* What is needed: Please return, unchanged, everything from the line containing "Where can you see the stork's red leg" down to the line containing "column 293, row 47", with both of those lines included.

* Excerpt from a dataset:
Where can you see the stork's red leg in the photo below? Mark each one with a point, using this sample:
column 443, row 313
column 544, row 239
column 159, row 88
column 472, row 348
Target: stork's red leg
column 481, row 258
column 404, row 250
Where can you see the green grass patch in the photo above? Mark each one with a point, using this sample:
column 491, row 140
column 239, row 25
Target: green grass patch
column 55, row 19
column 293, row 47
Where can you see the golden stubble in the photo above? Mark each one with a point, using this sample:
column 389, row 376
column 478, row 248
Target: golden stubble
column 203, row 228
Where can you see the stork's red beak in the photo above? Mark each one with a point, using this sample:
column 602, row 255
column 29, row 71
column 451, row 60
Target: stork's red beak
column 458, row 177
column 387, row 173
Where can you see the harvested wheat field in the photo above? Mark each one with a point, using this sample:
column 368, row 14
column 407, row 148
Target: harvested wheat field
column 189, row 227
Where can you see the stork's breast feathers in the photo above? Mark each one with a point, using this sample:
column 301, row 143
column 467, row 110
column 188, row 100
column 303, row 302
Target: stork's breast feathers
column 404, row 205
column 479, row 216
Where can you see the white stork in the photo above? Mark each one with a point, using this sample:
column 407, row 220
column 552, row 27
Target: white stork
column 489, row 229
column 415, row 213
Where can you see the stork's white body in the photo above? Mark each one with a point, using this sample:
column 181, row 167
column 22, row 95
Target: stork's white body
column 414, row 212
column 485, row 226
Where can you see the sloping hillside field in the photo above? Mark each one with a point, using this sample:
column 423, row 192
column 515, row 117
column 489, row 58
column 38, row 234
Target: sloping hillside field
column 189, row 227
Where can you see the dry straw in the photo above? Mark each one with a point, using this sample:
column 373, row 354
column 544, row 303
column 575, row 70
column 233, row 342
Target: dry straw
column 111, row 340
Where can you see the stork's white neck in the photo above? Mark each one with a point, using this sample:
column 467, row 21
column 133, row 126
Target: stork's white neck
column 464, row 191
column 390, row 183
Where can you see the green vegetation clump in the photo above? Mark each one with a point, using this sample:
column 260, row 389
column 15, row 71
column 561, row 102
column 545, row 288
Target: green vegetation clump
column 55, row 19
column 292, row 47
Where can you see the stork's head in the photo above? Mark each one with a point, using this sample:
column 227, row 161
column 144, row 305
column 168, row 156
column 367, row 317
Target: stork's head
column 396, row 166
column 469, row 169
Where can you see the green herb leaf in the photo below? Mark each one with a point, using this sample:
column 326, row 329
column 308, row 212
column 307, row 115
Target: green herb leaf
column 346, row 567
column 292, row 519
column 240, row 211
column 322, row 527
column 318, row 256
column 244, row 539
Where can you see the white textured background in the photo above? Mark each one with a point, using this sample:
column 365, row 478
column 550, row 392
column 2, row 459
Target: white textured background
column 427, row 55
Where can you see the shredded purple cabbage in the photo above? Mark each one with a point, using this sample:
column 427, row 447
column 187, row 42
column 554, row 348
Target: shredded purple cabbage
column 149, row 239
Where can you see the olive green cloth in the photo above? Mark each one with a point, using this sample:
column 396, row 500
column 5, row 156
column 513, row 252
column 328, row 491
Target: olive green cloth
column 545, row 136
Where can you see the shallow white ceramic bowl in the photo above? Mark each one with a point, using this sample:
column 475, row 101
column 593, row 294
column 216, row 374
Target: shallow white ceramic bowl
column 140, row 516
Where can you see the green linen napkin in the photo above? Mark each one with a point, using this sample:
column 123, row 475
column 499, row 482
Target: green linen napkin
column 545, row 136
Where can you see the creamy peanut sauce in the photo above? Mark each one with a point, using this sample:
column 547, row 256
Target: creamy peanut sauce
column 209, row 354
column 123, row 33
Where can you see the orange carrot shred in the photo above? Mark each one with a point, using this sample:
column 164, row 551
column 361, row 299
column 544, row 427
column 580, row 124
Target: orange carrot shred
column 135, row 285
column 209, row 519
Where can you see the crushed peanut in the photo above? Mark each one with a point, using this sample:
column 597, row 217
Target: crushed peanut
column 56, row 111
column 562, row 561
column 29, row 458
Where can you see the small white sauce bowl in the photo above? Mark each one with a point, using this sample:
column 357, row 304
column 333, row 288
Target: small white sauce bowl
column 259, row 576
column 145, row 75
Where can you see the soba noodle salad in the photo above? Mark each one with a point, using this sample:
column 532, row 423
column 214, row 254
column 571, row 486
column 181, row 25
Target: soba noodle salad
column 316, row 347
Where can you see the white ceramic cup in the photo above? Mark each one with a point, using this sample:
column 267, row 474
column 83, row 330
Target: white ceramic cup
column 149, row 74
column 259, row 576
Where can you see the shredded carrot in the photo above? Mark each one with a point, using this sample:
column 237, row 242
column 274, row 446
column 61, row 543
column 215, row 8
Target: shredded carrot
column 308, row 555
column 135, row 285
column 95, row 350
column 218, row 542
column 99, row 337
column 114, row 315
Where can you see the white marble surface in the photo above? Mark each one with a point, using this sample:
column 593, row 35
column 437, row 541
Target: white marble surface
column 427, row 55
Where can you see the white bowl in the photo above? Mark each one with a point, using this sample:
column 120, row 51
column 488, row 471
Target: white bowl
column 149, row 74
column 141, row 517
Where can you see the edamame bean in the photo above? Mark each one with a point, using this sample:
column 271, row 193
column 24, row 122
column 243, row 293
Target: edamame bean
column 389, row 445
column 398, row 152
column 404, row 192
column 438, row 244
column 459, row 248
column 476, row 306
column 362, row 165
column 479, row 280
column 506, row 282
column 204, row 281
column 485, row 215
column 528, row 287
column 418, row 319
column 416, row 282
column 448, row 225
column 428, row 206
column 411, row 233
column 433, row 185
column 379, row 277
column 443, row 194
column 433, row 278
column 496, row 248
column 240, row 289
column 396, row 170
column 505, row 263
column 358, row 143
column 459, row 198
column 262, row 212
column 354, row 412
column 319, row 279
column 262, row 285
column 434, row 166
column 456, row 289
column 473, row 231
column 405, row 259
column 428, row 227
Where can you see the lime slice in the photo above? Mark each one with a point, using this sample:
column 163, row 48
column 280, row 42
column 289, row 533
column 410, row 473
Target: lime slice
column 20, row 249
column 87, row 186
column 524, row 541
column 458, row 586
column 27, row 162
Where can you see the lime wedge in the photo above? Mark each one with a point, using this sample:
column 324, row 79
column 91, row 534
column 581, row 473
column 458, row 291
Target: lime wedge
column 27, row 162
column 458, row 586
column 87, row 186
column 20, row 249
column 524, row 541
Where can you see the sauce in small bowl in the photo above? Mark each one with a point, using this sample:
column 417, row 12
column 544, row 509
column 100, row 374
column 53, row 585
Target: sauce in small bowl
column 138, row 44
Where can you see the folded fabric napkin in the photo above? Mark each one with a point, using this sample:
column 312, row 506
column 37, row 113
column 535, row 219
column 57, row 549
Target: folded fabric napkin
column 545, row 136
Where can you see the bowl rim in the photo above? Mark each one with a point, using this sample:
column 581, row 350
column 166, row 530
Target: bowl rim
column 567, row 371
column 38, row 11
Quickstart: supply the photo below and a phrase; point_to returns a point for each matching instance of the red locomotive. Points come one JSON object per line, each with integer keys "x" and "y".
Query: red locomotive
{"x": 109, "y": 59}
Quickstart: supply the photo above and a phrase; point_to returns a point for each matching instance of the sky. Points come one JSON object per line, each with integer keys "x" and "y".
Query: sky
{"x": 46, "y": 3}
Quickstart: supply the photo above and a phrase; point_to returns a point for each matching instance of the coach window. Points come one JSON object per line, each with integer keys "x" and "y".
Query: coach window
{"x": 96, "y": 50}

...

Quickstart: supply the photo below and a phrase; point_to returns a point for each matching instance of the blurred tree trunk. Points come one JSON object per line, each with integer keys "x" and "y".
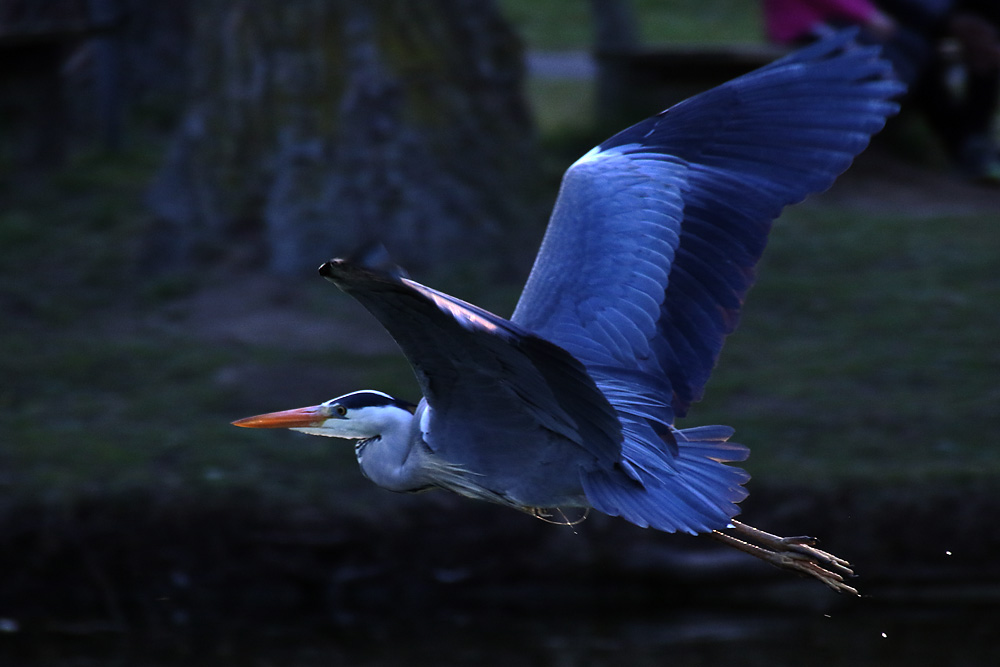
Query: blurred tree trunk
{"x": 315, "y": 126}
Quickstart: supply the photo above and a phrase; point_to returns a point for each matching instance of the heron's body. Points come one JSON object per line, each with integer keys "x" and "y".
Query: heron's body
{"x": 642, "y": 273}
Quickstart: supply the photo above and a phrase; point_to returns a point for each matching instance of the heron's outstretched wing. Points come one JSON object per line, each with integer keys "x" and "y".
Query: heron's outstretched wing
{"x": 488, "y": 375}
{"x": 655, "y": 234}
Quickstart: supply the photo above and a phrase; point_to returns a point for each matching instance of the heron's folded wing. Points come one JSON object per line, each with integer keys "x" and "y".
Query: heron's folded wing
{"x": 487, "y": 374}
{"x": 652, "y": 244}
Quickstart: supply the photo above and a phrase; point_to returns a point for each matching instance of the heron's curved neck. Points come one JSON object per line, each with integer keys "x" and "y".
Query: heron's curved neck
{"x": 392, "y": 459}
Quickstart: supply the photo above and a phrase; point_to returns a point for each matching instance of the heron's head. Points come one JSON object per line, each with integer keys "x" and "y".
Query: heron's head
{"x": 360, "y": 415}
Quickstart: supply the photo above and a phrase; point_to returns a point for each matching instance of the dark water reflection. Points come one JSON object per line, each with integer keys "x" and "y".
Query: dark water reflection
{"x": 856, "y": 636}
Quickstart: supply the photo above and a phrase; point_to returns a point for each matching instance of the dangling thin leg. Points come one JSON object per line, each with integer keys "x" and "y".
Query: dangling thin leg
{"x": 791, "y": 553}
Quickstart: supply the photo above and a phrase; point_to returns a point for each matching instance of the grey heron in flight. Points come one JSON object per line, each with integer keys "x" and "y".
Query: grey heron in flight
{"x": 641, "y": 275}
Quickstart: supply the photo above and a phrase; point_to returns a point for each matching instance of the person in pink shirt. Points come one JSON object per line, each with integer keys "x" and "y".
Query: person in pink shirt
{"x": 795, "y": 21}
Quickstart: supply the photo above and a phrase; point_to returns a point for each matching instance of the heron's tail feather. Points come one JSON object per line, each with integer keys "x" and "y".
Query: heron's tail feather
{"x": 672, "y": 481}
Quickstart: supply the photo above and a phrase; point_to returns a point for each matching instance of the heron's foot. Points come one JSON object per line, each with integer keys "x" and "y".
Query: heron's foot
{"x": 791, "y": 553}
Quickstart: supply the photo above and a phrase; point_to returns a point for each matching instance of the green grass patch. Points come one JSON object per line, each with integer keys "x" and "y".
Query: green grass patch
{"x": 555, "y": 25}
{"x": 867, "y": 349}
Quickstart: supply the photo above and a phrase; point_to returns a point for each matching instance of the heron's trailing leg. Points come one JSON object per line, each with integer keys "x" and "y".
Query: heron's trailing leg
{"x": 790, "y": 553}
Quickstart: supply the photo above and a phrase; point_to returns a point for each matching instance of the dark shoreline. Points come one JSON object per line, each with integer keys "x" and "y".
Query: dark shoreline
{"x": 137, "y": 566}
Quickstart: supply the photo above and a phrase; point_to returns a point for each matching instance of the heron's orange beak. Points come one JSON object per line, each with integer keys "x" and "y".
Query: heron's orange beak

* * *

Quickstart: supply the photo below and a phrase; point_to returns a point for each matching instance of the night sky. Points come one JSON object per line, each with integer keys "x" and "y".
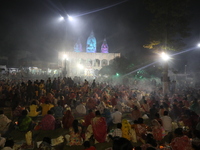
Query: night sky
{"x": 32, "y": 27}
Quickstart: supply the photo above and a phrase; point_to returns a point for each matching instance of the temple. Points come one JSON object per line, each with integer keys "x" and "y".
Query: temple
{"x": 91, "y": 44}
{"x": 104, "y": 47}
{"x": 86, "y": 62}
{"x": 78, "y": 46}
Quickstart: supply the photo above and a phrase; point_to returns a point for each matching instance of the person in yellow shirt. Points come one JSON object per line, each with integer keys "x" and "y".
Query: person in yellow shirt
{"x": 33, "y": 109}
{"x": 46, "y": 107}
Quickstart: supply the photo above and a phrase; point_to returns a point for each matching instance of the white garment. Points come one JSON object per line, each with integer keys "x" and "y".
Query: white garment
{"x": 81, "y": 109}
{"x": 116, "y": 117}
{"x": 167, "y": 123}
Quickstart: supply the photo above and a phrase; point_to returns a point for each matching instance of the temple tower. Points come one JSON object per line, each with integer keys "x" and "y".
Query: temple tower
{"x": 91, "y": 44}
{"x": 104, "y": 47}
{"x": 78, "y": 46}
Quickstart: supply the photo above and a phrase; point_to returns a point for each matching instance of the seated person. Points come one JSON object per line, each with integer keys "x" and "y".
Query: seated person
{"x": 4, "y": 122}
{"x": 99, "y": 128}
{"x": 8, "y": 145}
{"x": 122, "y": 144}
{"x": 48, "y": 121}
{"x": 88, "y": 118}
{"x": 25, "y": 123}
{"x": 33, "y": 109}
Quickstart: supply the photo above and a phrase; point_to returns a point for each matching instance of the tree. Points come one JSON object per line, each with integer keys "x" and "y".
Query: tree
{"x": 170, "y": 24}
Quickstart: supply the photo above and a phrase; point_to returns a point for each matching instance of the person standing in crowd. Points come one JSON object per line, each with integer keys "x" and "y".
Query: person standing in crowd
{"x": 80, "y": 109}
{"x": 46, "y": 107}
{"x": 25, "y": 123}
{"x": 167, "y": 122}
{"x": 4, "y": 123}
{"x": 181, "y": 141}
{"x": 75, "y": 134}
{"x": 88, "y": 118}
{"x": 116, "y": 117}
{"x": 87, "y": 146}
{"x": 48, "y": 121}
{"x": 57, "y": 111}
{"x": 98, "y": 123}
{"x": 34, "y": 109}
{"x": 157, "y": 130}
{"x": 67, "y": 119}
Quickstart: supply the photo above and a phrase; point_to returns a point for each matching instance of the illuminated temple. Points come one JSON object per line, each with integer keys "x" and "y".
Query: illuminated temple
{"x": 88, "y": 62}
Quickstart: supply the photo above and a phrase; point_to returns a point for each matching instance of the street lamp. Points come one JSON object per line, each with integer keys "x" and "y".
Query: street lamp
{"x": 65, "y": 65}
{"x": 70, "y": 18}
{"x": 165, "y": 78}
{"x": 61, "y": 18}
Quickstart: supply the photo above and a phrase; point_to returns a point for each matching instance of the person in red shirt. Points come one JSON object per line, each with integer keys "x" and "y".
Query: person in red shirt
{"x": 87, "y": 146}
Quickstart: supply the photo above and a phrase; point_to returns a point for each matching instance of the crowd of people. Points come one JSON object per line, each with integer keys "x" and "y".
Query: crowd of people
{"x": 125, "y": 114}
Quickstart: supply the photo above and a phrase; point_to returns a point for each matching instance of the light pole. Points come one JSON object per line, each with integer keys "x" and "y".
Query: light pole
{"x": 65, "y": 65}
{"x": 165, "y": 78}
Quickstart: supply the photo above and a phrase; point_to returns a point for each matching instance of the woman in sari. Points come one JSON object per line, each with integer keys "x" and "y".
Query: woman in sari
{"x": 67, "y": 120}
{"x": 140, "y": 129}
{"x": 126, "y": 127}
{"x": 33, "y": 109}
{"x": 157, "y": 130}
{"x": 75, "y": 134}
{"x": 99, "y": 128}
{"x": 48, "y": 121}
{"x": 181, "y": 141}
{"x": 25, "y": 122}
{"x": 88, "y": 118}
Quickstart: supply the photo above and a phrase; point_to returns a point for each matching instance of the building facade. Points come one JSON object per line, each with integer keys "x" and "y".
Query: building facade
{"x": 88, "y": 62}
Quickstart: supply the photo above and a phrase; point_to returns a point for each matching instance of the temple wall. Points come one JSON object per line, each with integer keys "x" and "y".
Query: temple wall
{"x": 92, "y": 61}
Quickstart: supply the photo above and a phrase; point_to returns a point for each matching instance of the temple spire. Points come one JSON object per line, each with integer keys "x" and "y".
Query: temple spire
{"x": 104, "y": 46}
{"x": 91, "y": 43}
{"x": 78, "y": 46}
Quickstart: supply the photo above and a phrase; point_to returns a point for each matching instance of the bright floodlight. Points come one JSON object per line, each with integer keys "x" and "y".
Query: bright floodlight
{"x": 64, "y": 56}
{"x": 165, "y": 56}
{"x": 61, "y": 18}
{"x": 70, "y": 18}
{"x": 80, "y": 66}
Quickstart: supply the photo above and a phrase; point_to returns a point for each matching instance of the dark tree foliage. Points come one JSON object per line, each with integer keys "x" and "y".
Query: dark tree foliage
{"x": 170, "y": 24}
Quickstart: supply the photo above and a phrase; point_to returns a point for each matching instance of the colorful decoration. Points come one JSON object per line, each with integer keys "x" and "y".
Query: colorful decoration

* Exercise answer:
Where can you see the stork's red leg in the photo below? Mark each one with a point, using this sample:
column 443, row 313
column 544, row 239
column 159, row 88
column 472, row 348
Target: stork's red leg
column 481, row 258
column 404, row 250
Where can you see the green grass patch in the photo above? Mark each one with a point, using this sample:
column 491, row 140
column 239, row 25
Target: green grass patch
column 55, row 19
column 293, row 47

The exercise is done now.